Listing |
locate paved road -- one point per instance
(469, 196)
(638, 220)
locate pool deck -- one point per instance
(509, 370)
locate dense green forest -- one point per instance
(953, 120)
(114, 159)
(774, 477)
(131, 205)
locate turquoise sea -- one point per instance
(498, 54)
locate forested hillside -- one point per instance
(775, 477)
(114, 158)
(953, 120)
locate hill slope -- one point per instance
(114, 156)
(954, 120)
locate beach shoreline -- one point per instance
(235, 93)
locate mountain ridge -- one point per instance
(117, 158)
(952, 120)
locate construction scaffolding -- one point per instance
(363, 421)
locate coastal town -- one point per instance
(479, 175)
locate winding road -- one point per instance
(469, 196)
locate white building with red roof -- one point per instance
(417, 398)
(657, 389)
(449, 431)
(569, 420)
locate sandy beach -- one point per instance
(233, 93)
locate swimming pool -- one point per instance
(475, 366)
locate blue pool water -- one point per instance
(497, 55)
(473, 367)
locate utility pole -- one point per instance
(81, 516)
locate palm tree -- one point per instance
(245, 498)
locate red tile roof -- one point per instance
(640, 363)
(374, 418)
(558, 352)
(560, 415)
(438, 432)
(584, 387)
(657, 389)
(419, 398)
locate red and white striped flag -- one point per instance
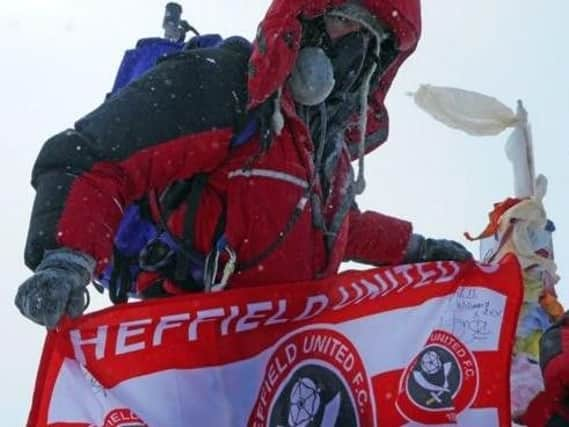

What is asked | Recast all of the data above as a Markdown table with the columns Row and Line, numbering each row and skipping blank lines. Leave the pictures out.

Answer to the problem |
| Row | Line |
|---|---|
| 1 | locate paved road -- one point per instance |
| 2 | (469, 196) |
| 3 | (638, 220) |
| 4 | locate pool deck -- one point per instance |
| 5 | (509, 370) |
| 6 | locate dense green forest -- one point per instance |
| 7 | (953, 120) |
| 8 | (114, 159) |
| 9 | (774, 477) |
| 10 | (131, 205) |
| 11 | locate turquoise sea -- one point per instance |
| 12 | (498, 54) |
| 13 | locate forested hillside -- one point per instance |
| 14 | (775, 477) |
| 15 | (114, 158) |
| 16 | (953, 120) |
| 17 | locate hill slope -- one point per instance |
| 18 | (114, 156) |
| 19 | (954, 120) |
| 20 | locate beach shoreline -- one point per instance |
| 21 | (235, 93) |
| 22 | locate mountain ridge -- one point per instance |
| 23 | (117, 158) |
| 24 | (952, 120) |
| 25 | locate construction scaffolding -- one point per instance |
| 26 | (363, 421) |
| 27 | locate coastal town -- one point per instance |
| 28 | (479, 175) |
| 29 | locate winding road -- one point per instance |
| 30 | (469, 196) |
| 31 | locate white building with red roof -- one point per instance |
| 32 | (417, 398) |
| 33 | (657, 389) |
| 34 | (449, 431) |
| 35 | (569, 420) |
| 36 | locate sandy beach -- one point per instance |
| 37 | (233, 93) |
| 38 | locate swimming pool -- one point per instance |
| 39 | (475, 366) |
| 40 | locate blue pool water -- one point per instance |
| 41 | (497, 55) |
| 42 | (473, 367) |
| 43 | locate utility pole -- one point per instance |
| 44 | (81, 516) |
| 45 | locate palm tree -- one point per instance |
| 46 | (245, 498) |
| 47 | locate red tile roof -- one point per instance |
| 48 | (640, 363) |
| 49 | (374, 418) |
| 50 | (558, 352) |
| 51 | (560, 415) |
| 52 | (438, 432) |
| 53 | (584, 387) |
| 54 | (657, 389) |
| 55 | (419, 398) |
| 56 | locate red and white striped flag -- one point per instance |